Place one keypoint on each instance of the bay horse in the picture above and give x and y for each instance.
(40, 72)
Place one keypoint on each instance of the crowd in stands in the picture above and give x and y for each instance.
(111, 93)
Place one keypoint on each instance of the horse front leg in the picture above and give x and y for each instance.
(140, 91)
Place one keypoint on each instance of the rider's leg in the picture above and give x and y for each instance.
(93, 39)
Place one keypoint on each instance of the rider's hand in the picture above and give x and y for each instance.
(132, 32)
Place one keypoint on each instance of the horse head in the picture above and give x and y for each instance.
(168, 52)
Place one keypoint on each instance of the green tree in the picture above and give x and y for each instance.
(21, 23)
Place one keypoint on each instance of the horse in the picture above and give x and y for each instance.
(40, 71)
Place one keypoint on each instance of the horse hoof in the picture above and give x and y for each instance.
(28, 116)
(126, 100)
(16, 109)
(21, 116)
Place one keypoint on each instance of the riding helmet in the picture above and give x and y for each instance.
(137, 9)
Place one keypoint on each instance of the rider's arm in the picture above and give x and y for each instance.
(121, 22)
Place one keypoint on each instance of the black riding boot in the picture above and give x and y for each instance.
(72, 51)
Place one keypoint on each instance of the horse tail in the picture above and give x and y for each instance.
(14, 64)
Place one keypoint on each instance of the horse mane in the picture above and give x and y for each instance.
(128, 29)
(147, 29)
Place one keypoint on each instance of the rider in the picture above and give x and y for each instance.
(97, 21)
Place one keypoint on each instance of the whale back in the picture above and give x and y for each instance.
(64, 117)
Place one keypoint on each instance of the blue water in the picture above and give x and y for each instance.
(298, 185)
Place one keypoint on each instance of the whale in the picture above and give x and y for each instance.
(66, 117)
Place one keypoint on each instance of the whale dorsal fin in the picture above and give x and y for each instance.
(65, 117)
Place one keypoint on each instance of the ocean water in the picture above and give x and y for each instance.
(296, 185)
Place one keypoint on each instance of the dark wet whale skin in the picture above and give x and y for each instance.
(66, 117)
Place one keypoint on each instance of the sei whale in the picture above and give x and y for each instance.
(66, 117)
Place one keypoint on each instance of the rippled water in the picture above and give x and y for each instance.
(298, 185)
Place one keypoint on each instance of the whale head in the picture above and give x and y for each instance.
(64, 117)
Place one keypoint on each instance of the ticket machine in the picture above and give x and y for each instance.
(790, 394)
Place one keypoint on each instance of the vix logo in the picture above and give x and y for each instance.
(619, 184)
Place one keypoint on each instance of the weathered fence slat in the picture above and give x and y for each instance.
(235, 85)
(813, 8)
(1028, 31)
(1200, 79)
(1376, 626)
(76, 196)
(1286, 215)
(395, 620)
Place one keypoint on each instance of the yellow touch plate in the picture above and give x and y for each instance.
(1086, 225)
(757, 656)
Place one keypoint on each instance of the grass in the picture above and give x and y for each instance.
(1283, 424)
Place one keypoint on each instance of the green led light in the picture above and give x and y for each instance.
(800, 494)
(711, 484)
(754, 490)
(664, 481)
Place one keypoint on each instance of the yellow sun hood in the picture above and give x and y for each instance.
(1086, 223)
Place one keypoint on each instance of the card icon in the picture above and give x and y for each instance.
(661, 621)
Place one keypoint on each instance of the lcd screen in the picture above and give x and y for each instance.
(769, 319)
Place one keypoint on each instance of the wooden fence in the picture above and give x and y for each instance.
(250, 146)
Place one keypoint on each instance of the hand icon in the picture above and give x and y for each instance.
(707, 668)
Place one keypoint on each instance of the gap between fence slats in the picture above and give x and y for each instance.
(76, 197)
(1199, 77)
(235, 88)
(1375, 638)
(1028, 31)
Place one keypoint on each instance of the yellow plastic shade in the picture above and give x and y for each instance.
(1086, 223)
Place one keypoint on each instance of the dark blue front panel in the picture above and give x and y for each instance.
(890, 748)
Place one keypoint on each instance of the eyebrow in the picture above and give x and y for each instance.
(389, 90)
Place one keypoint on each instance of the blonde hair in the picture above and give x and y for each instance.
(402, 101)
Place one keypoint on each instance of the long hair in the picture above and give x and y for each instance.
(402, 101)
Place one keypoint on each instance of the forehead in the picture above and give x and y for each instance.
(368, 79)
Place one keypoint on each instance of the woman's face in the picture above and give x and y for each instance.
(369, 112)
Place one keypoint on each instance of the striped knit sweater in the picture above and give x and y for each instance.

_Written exercise:_ Write out all of the entries above word for word, in the same order.

_Correct answer:_
Place one keypoint on each instance of the bay horse in the picture above and give x and y for each instance.
(40, 72)
Place one keypoint on each instance of the crowd in stands in the picture above and give x and y for each instance.
(111, 93)
Place one keypoint on each instance of the horse front leg in the picture above and give x and y for each instance.
(140, 91)
Place one keypoint on each instance of the rider's leg in the picture above and give x and y for each instance.
(93, 39)
Place one keypoint on each instance of the rider's hand in the picture above and give x and y for each instance.
(132, 32)
Place one keypoint on each instance of the horse head in the picture above and give x and y for each instance.
(168, 52)
Place one keypoint on each instance of the green tree in the picture above and give x and y for each instance.
(21, 23)
Place one keypoint on each instance of the horse in the picture above and give x and y for each instance.
(40, 71)
Place one keypoint on each instance of the horse hoof in the picture above and give x and y for each instance.
(28, 116)
(126, 100)
(16, 109)
(21, 116)
Place one keypoint on each instance of the riding helmet in the picture above and give x and y for each instance.
(137, 9)
Place one keypoint on each instance of the rider's arm in the picture above and give x and y for each instance.
(121, 22)
Place one keypoint on each instance of the black riding boot in the picture above and give x and y for each instance.
(72, 51)
Place one keypoint on each instance of the horse tail in the picture above and give x and y for each instance.
(14, 64)
Place one keypoint on each instance of the horse mane in the picture above and give x and y for each instance.
(128, 29)
(147, 29)
Place one keypoint on each instance of the rider in the picture above and give x and y for each instance.
(97, 21)
Place one keypoint on each instance of the whale back in the picture above and give x and y for each instance.
(64, 117)
Place one keypoint on each instance of the blue water in the picture above and give x and y for each instance.
(298, 185)
Place one keypoint on each instance of the whale in the picture above and give x and y for each instance.
(66, 117)
Place one keypoint on each instance of the whale dorsal fin in the picture above and give x and y for each instance.
(65, 117)
Place one keypoint on each instance of the ocean water in the picture above and give x and y for each instance.
(296, 185)
Place one keypoint on each instance of the dark wet whale skin in the picture above and give x and y for each instance.
(66, 117)
Place one keypoint on each instance of the sei whale in the picture above and give x and y for each instance.
(66, 117)
Place one keypoint on each instance of the rippled water in the picture above and give x and y for each instance.
(298, 185)
Place one keypoint on each instance of the whale head in the picture above and give x and y for each instance.
(64, 117)
Place one keypoint on each instance of the ticket machine in the picture above and give x and y for each instance.
(790, 394)
Place one keypoint on each instance of the vix logo in the picture above and give x and y for each instance.
(619, 184)
Place one keypoint on each instance of the weathered fence slat in the picture above and give x and y for each instance.
(235, 85)
(813, 8)
(1028, 31)
(1200, 79)
(1376, 626)
(76, 196)
(1286, 215)
(395, 620)
Place one keypoint on each instance of the yellow touch plate in the picture above and give x and y for each instance.
(1086, 225)
(757, 656)
Place one keypoint on each instance of the grass in the picture above and give x and y for each instance.
(1283, 424)
Place one keypoint on each instance of the green led light in the picture above and give x and y for each instance.
(800, 494)
(711, 484)
(754, 490)
(664, 481)
Place one keypoint on each instance of the yellow sun hood in the picture above and give x and y for each instance.
(1086, 223)
Place one keypoint on each instance of the card icon in the picture above and give x and y for each instance.
(661, 621)
Place one keypoint on each instance of the lcd screen in the picture above and give x and y for each instance.
(769, 319)
Place one keypoint on each instance of the wooden fence in the picture above and give x and y for each instance.
(250, 146)
Place one keypoint on each instance of the hand icon in the picture above and give x and y for each instance.
(707, 668)
Place one keypoint on each instance of the gap between fence slats in the picture above and give x and y for each instance.
(76, 197)
(1199, 77)
(235, 88)
(1375, 638)
(1028, 31)
Place one keypoint on each instance of the yellow plastic shade in the picture above and give x and y for each instance.
(1086, 223)
Place one keypoint on each instance of the dark blue front panel in the picture above and give x and y for each instance.
(890, 748)
Place one keypoint on each instance of the eyebrow in the picture above and give x and y for each instance.
(389, 90)
Place one keypoint on each instance of the blonde hair in the picture above and give x and y for each instance.
(402, 101)
Place one keypoint on each instance of the long hair in the picture above and give x and y for each instance.
(402, 101)
Place one keypoint on each instance of the forehead in the picture above and give x and y for each instance.
(368, 79)
Place one keypoint on each instance of the woman's face in the picture above and give x and y for each instance.
(369, 112)
Place one keypoint on each instance of the striped knit sweater in the picture above and give x and y for each instance.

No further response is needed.